**Work task:**
Retype each record exactly; no pictures.

**Data:**
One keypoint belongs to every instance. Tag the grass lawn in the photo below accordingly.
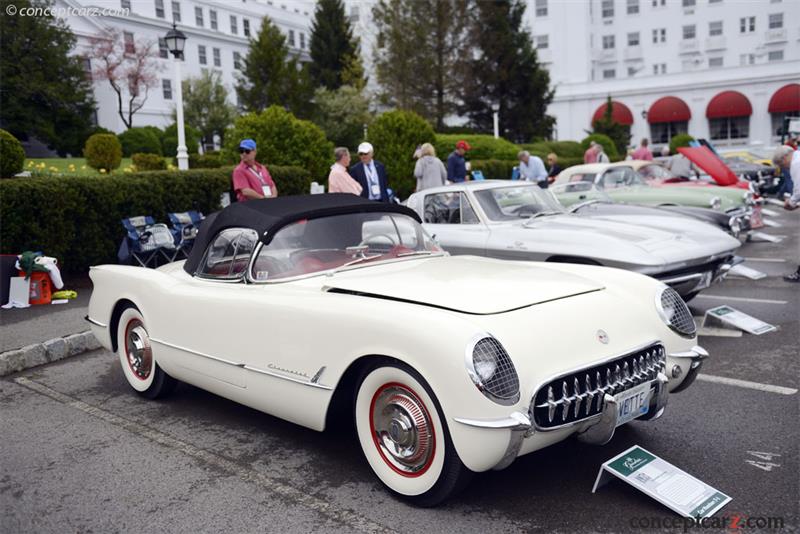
(72, 166)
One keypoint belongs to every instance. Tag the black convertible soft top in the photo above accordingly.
(267, 216)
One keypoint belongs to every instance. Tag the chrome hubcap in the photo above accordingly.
(403, 430)
(137, 350)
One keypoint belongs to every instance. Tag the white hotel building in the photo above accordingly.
(724, 70)
(217, 34)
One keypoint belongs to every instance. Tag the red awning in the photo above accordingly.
(729, 104)
(710, 163)
(668, 109)
(619, 113)
(786, 99)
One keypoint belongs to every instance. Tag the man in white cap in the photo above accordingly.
(370, 174)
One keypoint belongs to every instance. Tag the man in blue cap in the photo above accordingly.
(250, 178)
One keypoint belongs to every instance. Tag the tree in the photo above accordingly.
(131, 68)
(342, 114)
(506, 73)
(45, 92)
(334, 52)
(270, 77)
(206, 106)
(420, 61)
(619, 134)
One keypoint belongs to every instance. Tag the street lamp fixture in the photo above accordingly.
(176, 41)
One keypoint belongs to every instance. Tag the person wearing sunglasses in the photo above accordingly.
(250, 178)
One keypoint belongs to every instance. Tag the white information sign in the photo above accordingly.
(732, 317)
(677, 490)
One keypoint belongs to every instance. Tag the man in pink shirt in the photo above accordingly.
(643, 152)
(250, 178)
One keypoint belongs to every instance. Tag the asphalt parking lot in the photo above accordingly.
(82, 453)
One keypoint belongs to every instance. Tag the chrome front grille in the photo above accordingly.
(579, 395)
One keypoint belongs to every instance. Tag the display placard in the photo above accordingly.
(674, 488)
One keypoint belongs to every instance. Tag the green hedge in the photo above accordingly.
(77, 219)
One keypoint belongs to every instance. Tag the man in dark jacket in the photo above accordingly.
(370, 174)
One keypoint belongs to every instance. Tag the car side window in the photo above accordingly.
(228, 255)
(449, 208)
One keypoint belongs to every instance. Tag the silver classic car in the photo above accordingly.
(520, 221)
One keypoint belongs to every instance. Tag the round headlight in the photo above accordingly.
(492, 370)
(675, 313)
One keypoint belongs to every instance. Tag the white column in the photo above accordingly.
(183, 156)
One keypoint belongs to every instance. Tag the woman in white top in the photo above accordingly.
(339, 180)
(429, 170)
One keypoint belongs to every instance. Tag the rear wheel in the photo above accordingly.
(136, 357)
(404, 435)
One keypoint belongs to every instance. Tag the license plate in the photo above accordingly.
(632, 403)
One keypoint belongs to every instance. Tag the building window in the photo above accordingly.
(130, 47)
(166, 88)
(775, 55)
(729, 128)
(163, 51)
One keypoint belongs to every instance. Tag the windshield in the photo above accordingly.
(523, 201)
(328, 243)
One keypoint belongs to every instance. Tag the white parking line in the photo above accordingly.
(747, 384)
(740, 299)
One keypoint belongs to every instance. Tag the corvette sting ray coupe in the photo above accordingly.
(448, 365)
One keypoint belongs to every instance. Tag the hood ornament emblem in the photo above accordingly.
(602, 337)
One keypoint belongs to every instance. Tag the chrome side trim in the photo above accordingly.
(196, 353)
(289, 378)
(94, 322)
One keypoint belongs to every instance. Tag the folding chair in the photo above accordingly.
(184, 229)
(146, 240)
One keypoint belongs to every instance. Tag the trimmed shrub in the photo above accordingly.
(141, 141)
(103, 151)
(482, 147)
(395, 135)
(12, 155)
(83, 228)
(148, 162)
(282, 139)
(608, 145)
(678, 141)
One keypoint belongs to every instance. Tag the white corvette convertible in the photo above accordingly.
(451, 365)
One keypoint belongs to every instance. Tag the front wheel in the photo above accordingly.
(136, 357)
(404, 435)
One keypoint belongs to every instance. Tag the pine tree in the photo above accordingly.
(506, 74)
(334, 51)
(270, 76)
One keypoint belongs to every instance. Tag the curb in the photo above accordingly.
(14, 361)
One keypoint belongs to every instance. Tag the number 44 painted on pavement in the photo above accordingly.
(766, 464)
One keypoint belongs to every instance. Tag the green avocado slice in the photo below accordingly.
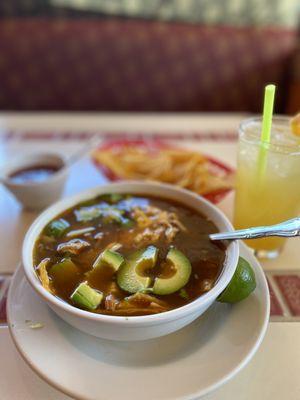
(86, 297)
(110, 257)
(181, 277)
(129, 276)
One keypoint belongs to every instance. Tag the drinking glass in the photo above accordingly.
(273, 195)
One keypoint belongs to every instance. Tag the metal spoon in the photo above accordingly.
(287, 228)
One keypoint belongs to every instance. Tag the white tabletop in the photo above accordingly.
(272, 374)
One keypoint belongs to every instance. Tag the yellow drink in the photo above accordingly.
(271, 197)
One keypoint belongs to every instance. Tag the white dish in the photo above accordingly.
(182, 366)
(36, 195)
(132, 328)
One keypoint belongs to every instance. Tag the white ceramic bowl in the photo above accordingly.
(36, 195)
(140, 327)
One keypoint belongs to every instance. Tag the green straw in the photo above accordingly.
(266, 129)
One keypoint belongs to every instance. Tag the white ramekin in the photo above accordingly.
(140, 327)
(36, 195)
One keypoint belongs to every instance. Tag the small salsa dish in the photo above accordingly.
(129, 260)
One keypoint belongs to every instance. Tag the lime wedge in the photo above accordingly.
(241, 285)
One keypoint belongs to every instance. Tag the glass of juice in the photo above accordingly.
(273, 195)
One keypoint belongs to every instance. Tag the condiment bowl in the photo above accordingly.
(135, 327)
(35, 195)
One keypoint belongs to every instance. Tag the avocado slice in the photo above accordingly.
(110, 257)
(86, 297)
(181, 277)
(129, 276)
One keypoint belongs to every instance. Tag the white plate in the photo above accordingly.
(181, 366)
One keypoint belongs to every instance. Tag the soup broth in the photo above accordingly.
(128, 255)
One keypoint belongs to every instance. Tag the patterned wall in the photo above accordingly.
(139, 66)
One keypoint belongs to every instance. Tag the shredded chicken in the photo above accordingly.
(114, 246)
(99, 236)
(43, 274)
(74, 246)
(156, 223)
(79, 232)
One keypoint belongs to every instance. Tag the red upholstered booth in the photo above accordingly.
(131, 65)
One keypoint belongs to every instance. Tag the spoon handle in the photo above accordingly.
(288, 228)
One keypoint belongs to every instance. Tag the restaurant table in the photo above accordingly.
(273, 373)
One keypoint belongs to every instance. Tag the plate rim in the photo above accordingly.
(203, 392)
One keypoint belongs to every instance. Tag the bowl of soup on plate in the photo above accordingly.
(129, 260)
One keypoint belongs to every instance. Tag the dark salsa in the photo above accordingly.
(128, 255)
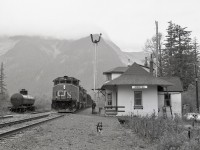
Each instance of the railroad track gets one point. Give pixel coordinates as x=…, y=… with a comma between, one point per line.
x=13, y=127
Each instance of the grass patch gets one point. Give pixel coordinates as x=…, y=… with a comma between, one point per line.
x=168, y=134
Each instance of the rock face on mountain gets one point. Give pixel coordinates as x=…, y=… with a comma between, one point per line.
x=33, y=62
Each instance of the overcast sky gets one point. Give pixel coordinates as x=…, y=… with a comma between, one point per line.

**Task solution:**
One keypoint belongs to every instance. Tag the grass lawn in the photo below accordingly.
(72, 166)
One keypoint belongs to every instance. Tag the black convertible soft top in the photo above accordingly.
(267, 216)
One keypoint belongs to every instance. Tag the chrome hubcap in the photo above accordingly.
(403, 430)
(137, 350)
One keypoint belongs to every instance. Tag the white hotel building in the photo above accordingly.
(724, 70)
(217, 34)
One keypoint belongs to every instance. Tag the red awning in the photo above accordingly.
(729, 104)
(710, 163)
(668, 109)
(619, 113)
(786, 99)
One keypoint belongs to every instance. Tag the man in white cap in the photo above accordingly.
(370, 174)
One keypoint belongs to every instance. Tag the man in blue cap in the photo above accordingly.
(250, 178)
One keypoint belongs to every instance. Tag the tree in the photo above accordingly.
(131, 68)
(342, 114)
(506, 73)
(45, 92)
(334, 52)
(270, 77)
(206, 106)
(420, 61)
(619, 134)
One keypoint belongs to every instance. Tag the street lamp fixture in the photo above accordingly.
(176, 41)
One keypoint belongs to every instance. Tag the person wearing sunglasses in the photo above accordingly.
(250, 178)
One keypoint belongs to every instance. Tag the white information sign in the photo above accordingly.
(732, 317)
(677, 490)
One keypoint belongs to every instance. Tag the man in pink shirt in the photo above accordingly.
(643, 152)
(250, 178)
One keypoint belongs to every instance. Tag the asphalt parking lot in the photo above accordingly.
(82, 453)
One keypoint belongs to every instance. Tag the chrome front grille in the photo above accordingly.
(579, 395)
One keypoint belongs to every instance. Tag the display placard in the photo above accordingly.
(674, 488)
One keypoint belongs to every instance. Tag the green hedge in the photo above accordingly.
(77, 219)
One keypoint belongs to every instance. Tag the man in dark jacket in the photo above accordingly.
(370, 174)
One keypoint belongs to every instance. Tag the car side window in the photo above accordingly.
(228, 255)
(449, 208)
One keypoint belongs to every instance. Tag the silver classic car in the photo above accordingly.
(520, 221)
One keypoint belongs to every instance. Tag the round headlight in the photo above accordingly.
(492, 370)
(675, 313)
One keypoint belongs to every instance. Tag the white column in the photo above accordingly.
(183, 156)
One keypoint belongs to every instance. Tag the woman in white top in the photo above accordingly.
(339, 180)
(429, 170)
One keypoint belongs to every instance. Tag the rear wheel in the photo above accordingly.
(136, 357)
(404, 435)
One keypoint belongs to every instance. Tag the license plate in the photo above accordingly.
(632, 403)
One keypoint belongs to every instance. Tag the building window in the photo above accordingly.
(130, 47)
(166, 88)
(775, 55)
(729, 128)
(163, 51)
One keypoint belongs to every instance. Tag the windshield in the photo above accordingly.
(523, 201)
(328, 243)
One keypoint belongs to every instance. Tag the white parking line in the photo above accordingly.
(747, 384)
(740, 299)
One keypoint belongs to every instance. Tag the corvette sting ray coupe in the photo above accordingly.
(448, 365)
One keypoint belongs to every instance. Tag the hood ornament emblem in the photo above accordingly.
(602, 337)
One keypoint belongs to every instance. Tag the chrome side trim in the photo above accordingly.
(196, 353)
(289, 378)
(94, 322)
One keypoint belongs to every instance. Tag the folding chair in the photo above accordingly.
(184, 229)
(146, 240)
One keypoint belongs to every instance. Tag the trimmed shrub in the photo above accordingly.
(141, 141)
(103, 151)
(482, 147)
(395, 135)
(12, 155)
(83, 228)
(148, 162)
(282, 139)
(608, 145)
(678, 141)
One keypoint belongs to every instance. Tag the white corvette convertible in the photo above accordingly.
(451, 365)
One keypoint belongs to every instance. Tag the front wheel in the photo above accordingly.
(136, 357)
(404, 435)
One keypoint belongs to every instance. Tag the pine tree in the photo above accordingly.
(506, 74)
(334, 51)
(270, 76)
One keypoint belongs to every instance. Tag the curb in the photo above accordingly.
(14, 361)
One keypoint belongs to every instance. Tag the number 44 painted on pavement in the photo above accordingly.
(766, 464)
One keypoint belongs to every instance. Tag the green avocado slice in the photo below accordingly.
(86, 297)
(110, 257)
(181, 277)
(129, 276)
One keypoint belongs to every instance. Tag the drinking glass in the photo above accordingly.
(273, 195)
One keypoint belongs to every instance. Tag the metal spoon in the photo above accordingly.
(287, 228)
One keypoint belongs to every instance. Tag the white tabletop in the photo above accordingly.
(272, 374)
One keypoint belongs to every instance. Tag the yellow drink in the photo above accordingly.
(271, 197)
One keypoint belongs to every instance. Tag the white dish in the photo above accordingly.
(182, 366)
(36, 195)
(132, 328)
One keypoint belongs to every instance. Tag the white ceramic bowl in the photo above accordingly.
(36, 195)
(140, 327)
One keypoint belongs to every instance. Tag the green straw in the photo above accordingly.
(266, 129)
One keypoint belongs to every instance. Tag the white ramekin in the photo above accordingly.
(140, 327)
(36, 195)
One keypoint belongs to every instance. Tag the small salsa dish in the photo above accordingly.
(129, 260)
One keypoint belongs to every instance. Tag the lime wedge in the photo above accordingly.
(241, 285)
One keypoint belongs to every instance. Tag the glass of juice in the photo above accordingly.
(273, 195)
One keypoint belongs to every instance. Tag the condiment bowl in the photo above accordingly.
(135, 327)
(35, 195)
One keypoint belongs to every instance. Tag the avocado slice in the photo above accordingly.
(110, 257)
(86, 297)
(181, 277)
(129, 276)
One keypoint belongs to every instance. Tag the white plate in the photo above accordingly.
(181, 366)
One keypoint belongs to every instance. Tag the soup broth in the photo above accordingly.
(128, 255)
One keypoint belongs to every instance. Tag the patterned wall in the photo above accordingly.
(139, 66)
One keypoint belongs to every instance. Tag the shredded chicken in the photo above accordingly.
(114, 246)
(99, 236)
(43, 274)
(74, 246)
(156, 223)
(79, 232)
One keypoint belongs to every instance. Tag the red upholstered booth in the photo above accordingly.
(131, 65)
One keypoint belongs to every instance. Tag the spoon handle in the photo above accordingly.
(288, 228)
One keypoint belongs to every instance. Tag the restaurant table in the photo above accordingly.
(273, 373)
One keypoint belongs to every instance. Tag the plate rim in the photo above accordingly.
(203, 392)
One keypoint belongs to every instance. Tag the bowl of soup on plate in the photo above accordingly.
(129, 260)
One keypoint belongs to every instance. Tag the dark salsa in the photo above accordingly.
(128, 255)
Each instance of the railroad track gets one point. Give pixel coordinates as x=…, y=… with a comma between, one point per line.
x=13, y=127
Each instance of the grass patch gets one point. Give pixel coordinates as x=…, y=… with a comma between, one point per line.
x=168, y=134
Each instance of the rock face on mountain gets one point. Give pixel coordinates as x=…, y=… with a comma between, one point per line.
x=33, y=62
Each instance of the overcast sky gets one point. Give pixel coordinates as x=…, y=… with a comma between, one point per line.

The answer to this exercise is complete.